## Exercise goal
Reproduce exactly the lines from the one containing "Find the paper" through the last line of the data, both ends included.

## The records

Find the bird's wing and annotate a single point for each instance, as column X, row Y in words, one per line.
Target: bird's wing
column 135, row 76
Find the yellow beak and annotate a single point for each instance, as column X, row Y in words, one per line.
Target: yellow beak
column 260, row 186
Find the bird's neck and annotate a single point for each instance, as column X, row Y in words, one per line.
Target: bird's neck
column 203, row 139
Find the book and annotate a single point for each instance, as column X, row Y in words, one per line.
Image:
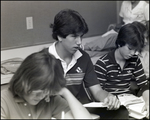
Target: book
column 95, row 104
column 134, row 105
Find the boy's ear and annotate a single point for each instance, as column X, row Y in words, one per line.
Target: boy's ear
column 59, row 38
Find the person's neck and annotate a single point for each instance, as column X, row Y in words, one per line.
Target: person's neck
column 62, row 52
column 134, row 4
column 118, row 56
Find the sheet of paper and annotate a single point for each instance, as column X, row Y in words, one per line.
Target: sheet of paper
column 95, row 104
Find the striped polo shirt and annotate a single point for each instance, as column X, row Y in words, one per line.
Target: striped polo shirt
column 79, row 73
column 115, row 80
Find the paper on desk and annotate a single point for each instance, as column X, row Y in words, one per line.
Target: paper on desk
column 135, row 111
column 95, row 104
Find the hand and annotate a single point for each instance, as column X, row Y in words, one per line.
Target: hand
column 63, row 91
column 146, row 108
column 112, row 102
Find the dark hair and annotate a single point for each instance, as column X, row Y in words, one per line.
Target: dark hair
column 39, row 70
column 67, row 22
column 132, row 35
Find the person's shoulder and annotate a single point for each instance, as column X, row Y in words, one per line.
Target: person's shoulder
column 5, row 93
column 85, row 54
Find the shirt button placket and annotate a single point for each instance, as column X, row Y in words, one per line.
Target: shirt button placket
column 29, row 115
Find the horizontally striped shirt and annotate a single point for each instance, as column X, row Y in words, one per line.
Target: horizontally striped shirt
column 115, row 80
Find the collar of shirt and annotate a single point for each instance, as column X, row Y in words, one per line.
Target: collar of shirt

## Task solution
Find the paper on desk and annotate a single point for each instance, as column X, row Y in words, one per line.
Target: paper on desk
column 135, row 111
column 95, row 104
Find the hand and annotate a single point for each instance, as column X, row Y in words, one per line.
Target: hand
column 63, row 91
column 146, row 108
column 112, row 102
Find the dark hair and annotate a single point for each instance, as column X, row Y in words, one per line.
Target: dark hair
column 39, row 70
column 67, row 22
column 132, row 35
Find the person's shoulder and annotate a single point for each instance, as column X, row Y in words, one per line.
Target: person's shoulder
column 5, row 93
column 85, row 54
Find the shirt button placket and annotate a single point for each instance, as column X, row Y in words, one per line.
Target: shirt button placket
column 29, row 115
Find the horizontally striped shirt and annotate a single point for each instance, as column X, row Y in words, one per line.
Target: horizontally striped shirt
column 115, row 80
Find the collar of shirt and annotate a single point for each instance, as column X, row Y in words, one per line.
Target: collar of shirt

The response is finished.